**** Listed entries
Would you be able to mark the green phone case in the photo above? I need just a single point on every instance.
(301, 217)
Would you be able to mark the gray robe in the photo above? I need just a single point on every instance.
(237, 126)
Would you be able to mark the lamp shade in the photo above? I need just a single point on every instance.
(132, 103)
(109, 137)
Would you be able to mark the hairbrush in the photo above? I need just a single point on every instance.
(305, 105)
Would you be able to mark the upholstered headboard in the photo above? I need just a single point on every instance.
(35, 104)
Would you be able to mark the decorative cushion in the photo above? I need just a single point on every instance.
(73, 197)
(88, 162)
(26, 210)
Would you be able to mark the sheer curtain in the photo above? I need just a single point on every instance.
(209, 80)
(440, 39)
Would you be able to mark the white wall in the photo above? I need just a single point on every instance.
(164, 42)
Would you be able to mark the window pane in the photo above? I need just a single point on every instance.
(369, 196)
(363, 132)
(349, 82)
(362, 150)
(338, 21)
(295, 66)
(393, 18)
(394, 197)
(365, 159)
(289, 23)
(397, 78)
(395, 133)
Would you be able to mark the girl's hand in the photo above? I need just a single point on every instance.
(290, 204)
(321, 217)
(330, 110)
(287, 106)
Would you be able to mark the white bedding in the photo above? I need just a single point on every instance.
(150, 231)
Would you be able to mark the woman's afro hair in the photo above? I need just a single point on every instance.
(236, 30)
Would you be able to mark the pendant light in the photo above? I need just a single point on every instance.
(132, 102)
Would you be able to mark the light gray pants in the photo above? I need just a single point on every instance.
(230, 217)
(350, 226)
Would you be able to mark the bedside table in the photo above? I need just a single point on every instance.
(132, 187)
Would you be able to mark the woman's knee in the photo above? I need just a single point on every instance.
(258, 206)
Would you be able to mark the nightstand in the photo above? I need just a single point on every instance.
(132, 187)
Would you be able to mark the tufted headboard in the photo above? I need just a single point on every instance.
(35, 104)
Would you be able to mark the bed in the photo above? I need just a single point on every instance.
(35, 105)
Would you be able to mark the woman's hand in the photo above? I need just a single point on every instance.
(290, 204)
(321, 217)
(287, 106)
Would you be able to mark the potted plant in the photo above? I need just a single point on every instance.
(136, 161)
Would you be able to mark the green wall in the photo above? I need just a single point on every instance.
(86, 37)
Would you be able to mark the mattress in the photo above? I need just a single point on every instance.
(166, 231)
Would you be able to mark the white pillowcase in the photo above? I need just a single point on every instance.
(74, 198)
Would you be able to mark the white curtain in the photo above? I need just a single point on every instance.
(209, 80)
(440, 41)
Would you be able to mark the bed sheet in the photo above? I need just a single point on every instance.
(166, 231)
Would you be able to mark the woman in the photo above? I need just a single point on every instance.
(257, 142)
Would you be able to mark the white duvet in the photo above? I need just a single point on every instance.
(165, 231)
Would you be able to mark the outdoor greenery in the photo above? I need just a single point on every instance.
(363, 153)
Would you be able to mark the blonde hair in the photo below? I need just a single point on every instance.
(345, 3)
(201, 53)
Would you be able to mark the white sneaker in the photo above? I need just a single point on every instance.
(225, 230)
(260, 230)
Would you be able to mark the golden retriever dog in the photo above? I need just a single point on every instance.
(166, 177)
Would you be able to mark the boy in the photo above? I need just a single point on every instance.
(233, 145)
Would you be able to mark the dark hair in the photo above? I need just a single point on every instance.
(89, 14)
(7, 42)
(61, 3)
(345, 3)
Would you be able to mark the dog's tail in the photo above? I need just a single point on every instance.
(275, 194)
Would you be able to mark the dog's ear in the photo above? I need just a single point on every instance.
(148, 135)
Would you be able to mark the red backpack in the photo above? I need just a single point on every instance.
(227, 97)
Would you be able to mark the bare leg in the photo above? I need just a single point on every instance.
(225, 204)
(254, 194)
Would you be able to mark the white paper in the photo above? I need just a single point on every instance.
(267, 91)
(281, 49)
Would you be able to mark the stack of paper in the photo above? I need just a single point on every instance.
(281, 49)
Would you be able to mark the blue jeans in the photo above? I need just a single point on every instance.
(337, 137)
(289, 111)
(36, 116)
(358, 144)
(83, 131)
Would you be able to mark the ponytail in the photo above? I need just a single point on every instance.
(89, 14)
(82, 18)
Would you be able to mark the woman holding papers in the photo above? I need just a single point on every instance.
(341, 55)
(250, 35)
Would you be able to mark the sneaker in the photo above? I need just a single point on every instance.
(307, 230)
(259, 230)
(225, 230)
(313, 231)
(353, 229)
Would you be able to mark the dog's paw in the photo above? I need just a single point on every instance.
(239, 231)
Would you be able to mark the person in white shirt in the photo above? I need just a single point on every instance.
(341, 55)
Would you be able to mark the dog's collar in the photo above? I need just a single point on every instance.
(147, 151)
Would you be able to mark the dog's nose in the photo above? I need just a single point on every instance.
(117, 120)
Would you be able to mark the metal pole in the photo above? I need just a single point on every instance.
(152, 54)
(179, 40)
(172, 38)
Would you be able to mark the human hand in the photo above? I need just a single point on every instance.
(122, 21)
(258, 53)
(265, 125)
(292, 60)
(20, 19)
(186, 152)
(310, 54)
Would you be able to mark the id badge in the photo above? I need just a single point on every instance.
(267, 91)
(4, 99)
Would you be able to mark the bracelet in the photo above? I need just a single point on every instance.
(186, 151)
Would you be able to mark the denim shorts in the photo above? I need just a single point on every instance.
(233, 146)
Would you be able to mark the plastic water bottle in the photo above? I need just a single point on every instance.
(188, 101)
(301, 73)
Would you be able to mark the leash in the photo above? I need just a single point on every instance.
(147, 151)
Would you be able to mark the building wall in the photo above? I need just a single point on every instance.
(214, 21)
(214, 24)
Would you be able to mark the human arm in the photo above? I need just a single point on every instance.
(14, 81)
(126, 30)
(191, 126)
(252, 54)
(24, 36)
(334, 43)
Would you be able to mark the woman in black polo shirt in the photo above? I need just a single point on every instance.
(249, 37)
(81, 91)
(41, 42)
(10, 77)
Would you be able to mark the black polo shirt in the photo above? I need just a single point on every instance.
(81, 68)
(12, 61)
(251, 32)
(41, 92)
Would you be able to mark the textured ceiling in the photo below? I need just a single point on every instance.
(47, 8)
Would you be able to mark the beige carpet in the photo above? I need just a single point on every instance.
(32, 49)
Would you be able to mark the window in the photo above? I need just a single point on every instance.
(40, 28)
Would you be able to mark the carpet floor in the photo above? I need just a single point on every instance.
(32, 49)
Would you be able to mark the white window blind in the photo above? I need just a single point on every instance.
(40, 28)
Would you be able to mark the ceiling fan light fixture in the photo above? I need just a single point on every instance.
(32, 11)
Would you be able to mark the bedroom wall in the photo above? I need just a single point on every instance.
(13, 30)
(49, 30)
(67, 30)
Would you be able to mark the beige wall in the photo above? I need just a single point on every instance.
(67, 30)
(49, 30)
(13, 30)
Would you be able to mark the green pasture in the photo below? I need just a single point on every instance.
********
**** Listed entries
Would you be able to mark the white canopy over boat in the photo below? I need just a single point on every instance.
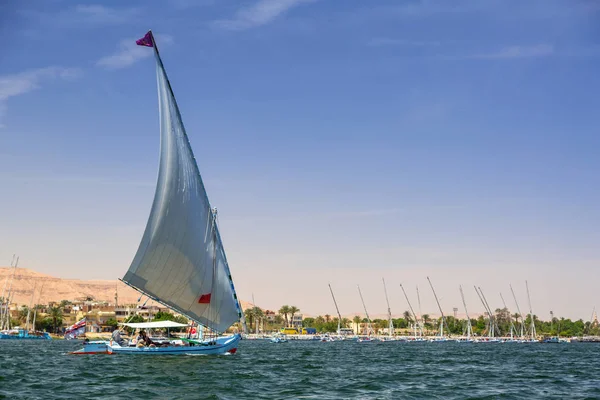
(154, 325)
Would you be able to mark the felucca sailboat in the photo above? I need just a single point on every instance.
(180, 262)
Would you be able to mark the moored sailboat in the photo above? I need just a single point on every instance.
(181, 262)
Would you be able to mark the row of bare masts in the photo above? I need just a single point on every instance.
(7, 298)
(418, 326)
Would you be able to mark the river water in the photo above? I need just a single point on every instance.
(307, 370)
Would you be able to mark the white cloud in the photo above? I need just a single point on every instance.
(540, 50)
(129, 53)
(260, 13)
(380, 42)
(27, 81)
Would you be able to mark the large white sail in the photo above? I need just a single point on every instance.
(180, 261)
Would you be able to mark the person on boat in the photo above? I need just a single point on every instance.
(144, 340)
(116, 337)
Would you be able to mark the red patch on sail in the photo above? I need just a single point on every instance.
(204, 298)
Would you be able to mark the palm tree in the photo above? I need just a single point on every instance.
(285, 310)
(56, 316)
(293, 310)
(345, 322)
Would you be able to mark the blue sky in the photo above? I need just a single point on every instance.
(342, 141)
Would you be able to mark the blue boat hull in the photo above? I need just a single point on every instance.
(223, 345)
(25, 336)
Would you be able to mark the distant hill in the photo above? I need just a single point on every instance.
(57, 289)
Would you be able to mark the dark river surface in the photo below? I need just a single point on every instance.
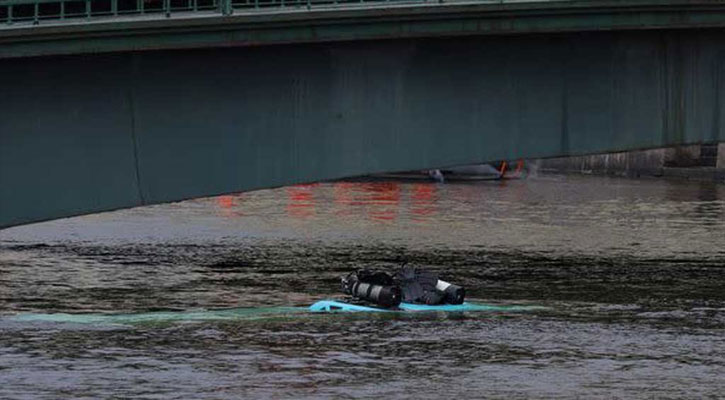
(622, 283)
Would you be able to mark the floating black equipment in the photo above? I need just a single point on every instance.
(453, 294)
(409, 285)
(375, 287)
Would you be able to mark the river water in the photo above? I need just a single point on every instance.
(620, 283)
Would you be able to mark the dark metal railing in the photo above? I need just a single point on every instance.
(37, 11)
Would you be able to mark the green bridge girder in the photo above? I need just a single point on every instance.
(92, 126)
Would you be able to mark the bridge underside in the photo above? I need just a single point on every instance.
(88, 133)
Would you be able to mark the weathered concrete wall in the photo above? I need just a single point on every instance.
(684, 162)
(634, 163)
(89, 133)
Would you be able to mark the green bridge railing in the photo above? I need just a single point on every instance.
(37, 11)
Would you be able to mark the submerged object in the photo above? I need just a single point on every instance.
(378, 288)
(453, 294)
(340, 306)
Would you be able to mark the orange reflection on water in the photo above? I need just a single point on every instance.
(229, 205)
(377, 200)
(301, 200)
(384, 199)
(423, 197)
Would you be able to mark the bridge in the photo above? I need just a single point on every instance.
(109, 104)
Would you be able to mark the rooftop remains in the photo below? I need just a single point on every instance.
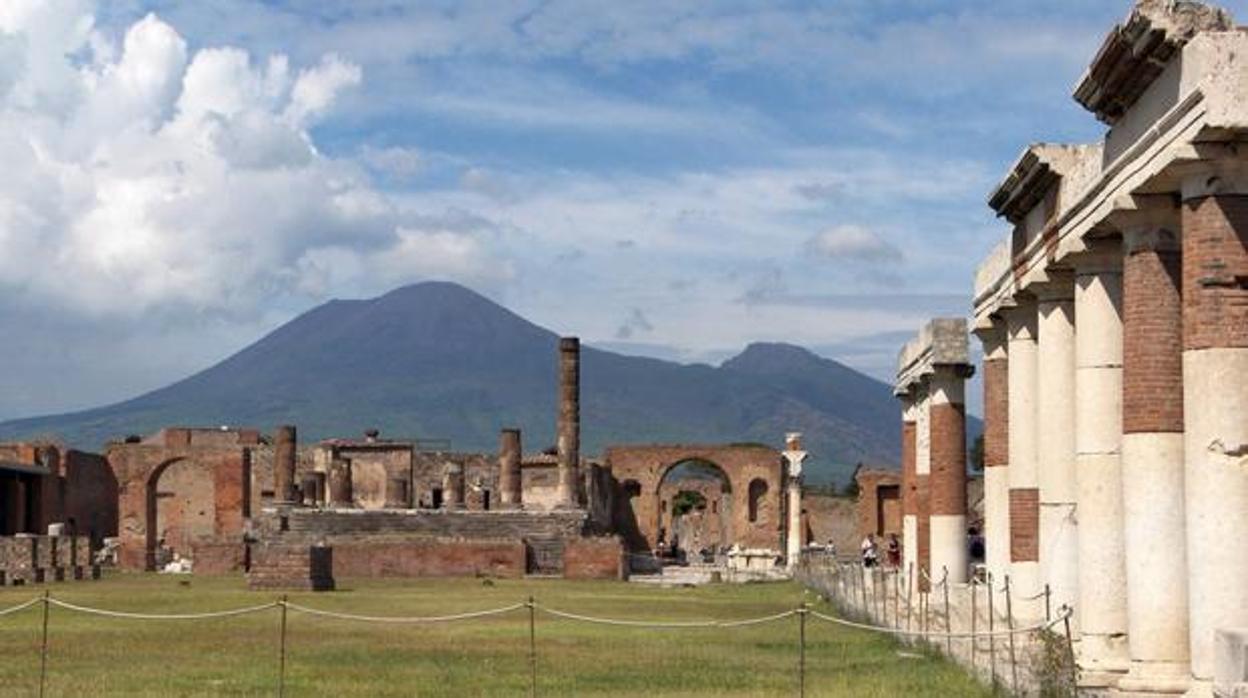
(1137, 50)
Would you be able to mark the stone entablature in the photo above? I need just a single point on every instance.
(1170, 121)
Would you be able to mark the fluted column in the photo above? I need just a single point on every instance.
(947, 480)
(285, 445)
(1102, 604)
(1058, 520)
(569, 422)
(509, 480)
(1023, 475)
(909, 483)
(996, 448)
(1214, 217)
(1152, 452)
********
## Stated problem
Copy out the records above again, from the line with "Would you be able to mark the submerged" up to and including the line with "(1152, 452)". Leave the pictures out of your copy.

## Correct result
Would you be able to mark the submerged object in the photo above? I need just a single point on every instance.
(378, 288)
(453, 294)
(340, 306)
Would you be able to mark the orange reflection on water in the photo above? I need just a single point on every instance.
(229, 205)
(377, 200)
(301, 200)
(384, 199)
(423, 197)
Would you be able to mark the bridge in the photo above? I need just a single point on every instance.
(109, 104)
Would you be able to mark the rooftop remains in the photo below? I need just a single point on every instance.
(1137, 50)
Would you be able to mark the stone entablature in the photo above? I need just a single point on every instance.
(1170, 121)
Would you be able to mark the fluted column in the photo above? I need just a single point on every instance.
(947, 480)
(285, 445)
(1102, 604)
(1058, 520)
(569, 422)
(509, 480)
(1023, 475)
(909, 483)
(996, 448)
(1214, 217)
(1152, 452)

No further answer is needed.